:: What you should do ::
Pull out every line of the records that contains the string "wheel". Case counts.

+ + + + +

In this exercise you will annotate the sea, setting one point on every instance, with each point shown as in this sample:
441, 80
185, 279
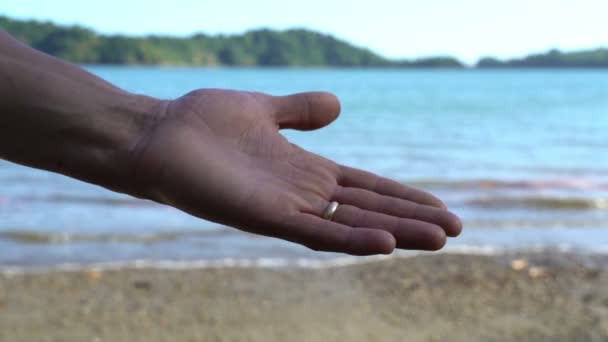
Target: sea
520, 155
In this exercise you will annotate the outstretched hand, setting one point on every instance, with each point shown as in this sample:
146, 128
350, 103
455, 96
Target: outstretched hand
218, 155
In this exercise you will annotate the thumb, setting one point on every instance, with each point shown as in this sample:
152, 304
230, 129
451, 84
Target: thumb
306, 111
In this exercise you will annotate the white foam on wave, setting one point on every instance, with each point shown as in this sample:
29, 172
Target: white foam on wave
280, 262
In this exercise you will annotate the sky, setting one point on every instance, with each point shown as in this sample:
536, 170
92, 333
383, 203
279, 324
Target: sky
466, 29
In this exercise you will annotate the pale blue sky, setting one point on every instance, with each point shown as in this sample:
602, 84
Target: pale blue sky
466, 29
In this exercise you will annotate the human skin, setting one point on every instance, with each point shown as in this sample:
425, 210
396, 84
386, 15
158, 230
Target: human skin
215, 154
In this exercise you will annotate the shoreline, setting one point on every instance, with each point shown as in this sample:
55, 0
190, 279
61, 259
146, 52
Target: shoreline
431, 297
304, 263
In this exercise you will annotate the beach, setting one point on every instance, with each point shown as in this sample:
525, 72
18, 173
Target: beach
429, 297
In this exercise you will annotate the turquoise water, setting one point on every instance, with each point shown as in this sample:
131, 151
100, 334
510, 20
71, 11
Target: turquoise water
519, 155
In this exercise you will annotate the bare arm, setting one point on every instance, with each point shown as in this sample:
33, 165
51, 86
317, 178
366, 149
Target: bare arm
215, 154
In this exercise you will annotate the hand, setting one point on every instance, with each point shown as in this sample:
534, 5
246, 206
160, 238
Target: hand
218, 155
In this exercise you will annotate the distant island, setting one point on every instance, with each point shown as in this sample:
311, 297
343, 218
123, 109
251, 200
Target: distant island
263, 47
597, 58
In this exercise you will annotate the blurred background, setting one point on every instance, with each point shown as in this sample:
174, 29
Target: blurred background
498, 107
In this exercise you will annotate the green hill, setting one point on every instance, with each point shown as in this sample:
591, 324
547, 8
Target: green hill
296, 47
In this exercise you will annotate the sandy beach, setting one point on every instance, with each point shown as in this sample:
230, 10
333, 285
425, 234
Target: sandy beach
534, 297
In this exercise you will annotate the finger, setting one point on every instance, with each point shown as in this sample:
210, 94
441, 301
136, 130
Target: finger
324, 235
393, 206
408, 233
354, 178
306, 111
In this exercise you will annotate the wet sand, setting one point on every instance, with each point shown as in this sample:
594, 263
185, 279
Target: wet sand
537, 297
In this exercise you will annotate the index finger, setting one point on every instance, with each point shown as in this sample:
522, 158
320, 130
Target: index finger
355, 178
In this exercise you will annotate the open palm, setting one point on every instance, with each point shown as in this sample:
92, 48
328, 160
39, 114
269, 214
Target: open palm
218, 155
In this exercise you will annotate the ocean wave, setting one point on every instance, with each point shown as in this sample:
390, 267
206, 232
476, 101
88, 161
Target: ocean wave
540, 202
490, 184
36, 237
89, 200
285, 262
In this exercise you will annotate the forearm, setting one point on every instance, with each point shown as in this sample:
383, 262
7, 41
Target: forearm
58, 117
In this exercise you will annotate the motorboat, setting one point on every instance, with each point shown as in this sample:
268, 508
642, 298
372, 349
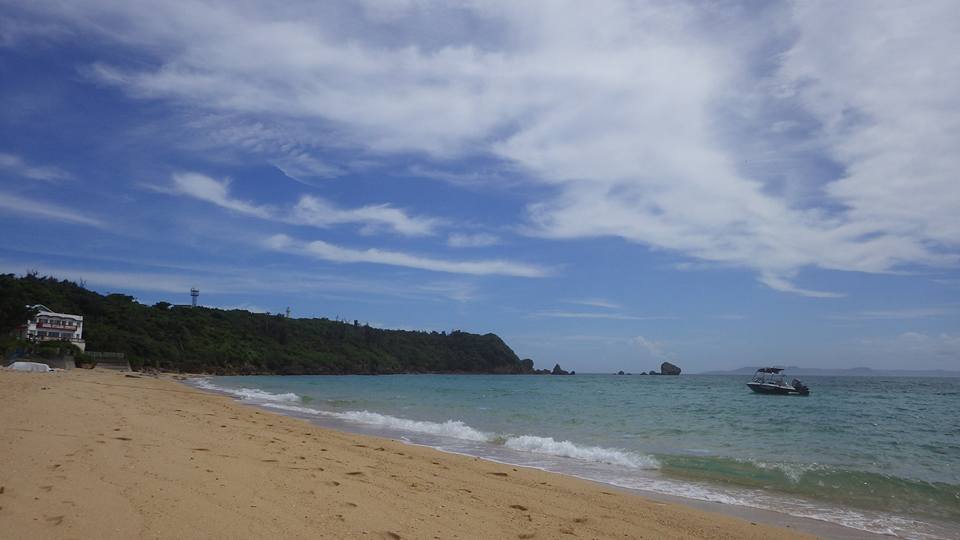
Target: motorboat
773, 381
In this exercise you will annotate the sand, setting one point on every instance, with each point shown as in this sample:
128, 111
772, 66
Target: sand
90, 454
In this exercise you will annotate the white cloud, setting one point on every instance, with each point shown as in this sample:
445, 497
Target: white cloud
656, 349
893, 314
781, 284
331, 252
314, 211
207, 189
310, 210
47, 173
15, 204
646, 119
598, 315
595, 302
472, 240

+ + + + +

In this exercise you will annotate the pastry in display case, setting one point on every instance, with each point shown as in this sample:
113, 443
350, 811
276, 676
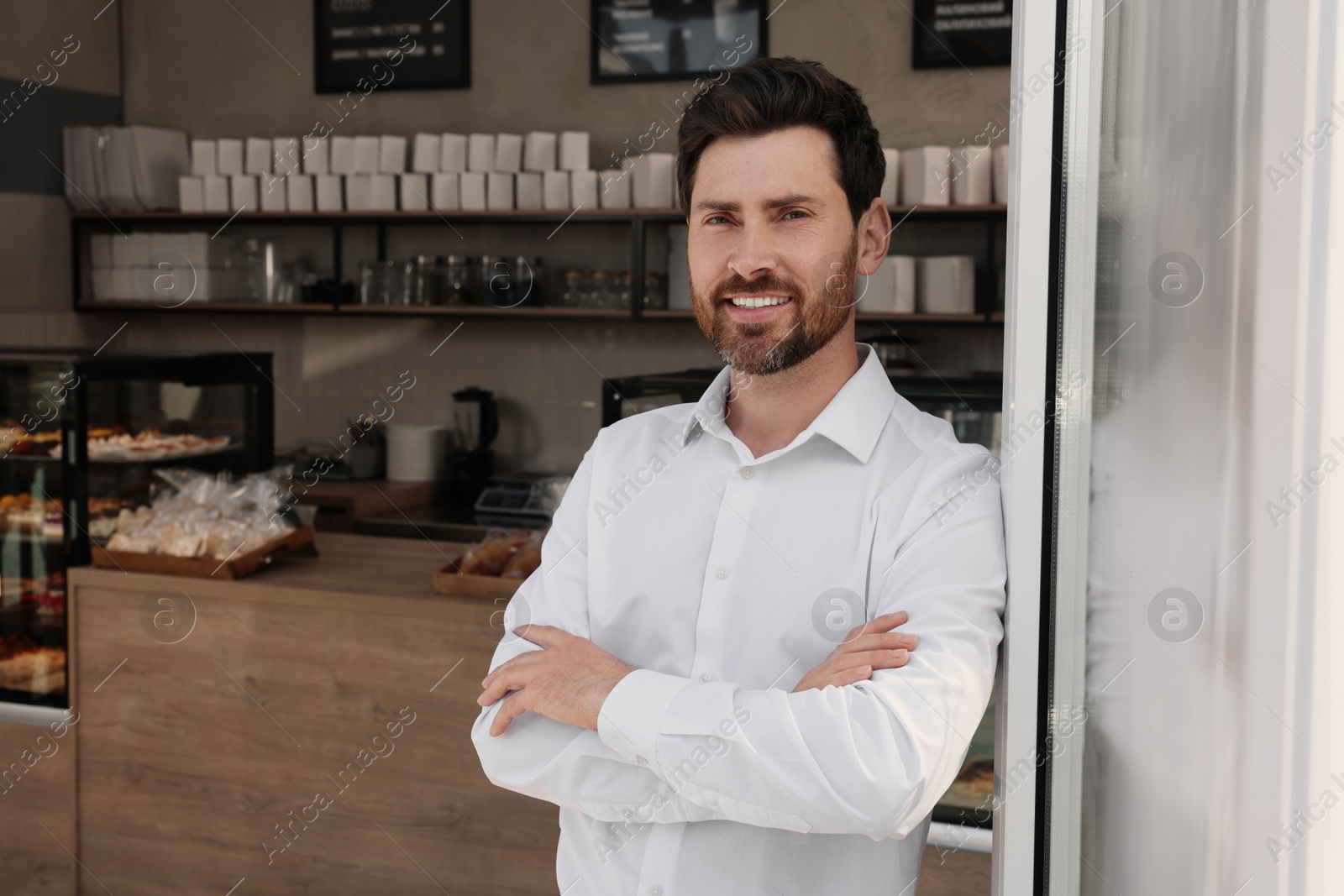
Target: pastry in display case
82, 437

+ + + + +

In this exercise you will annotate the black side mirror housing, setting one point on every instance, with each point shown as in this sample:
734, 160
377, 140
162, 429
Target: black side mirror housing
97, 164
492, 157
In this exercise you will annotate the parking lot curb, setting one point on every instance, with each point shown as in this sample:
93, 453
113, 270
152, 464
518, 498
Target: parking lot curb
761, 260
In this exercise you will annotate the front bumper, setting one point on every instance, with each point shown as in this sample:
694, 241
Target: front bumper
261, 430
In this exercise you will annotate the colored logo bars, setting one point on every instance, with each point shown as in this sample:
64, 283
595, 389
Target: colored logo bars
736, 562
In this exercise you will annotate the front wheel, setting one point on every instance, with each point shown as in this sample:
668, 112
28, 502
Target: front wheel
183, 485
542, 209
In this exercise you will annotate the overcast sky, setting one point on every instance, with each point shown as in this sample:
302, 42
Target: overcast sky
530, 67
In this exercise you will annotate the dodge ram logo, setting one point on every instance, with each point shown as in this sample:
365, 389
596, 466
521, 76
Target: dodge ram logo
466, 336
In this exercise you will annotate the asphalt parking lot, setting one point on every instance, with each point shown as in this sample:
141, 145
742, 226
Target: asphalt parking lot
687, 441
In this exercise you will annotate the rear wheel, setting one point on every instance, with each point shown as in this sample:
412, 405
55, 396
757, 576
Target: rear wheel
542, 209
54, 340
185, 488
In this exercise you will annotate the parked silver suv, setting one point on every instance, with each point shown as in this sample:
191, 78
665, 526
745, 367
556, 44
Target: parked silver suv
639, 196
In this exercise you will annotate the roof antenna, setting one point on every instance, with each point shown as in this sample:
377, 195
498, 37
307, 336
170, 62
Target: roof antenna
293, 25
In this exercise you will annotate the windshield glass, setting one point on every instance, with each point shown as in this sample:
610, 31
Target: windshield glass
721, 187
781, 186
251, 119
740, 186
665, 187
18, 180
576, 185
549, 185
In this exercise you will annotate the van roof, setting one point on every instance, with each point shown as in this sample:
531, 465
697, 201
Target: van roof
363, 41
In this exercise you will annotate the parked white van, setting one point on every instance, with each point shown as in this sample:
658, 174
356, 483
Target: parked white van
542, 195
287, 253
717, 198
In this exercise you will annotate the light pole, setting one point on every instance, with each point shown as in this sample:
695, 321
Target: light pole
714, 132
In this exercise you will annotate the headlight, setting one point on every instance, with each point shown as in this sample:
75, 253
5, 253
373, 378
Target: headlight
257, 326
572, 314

+ + + + +

:: Solution ::
In this exercise you will annotate the front wheel, setting one point on every instance, with each point shown as in this sample:
Target: front wheel
In this exercise you will annotate the rear wheel, setting one point on every instance, with each point shown as in this sample:
Target: rear wheel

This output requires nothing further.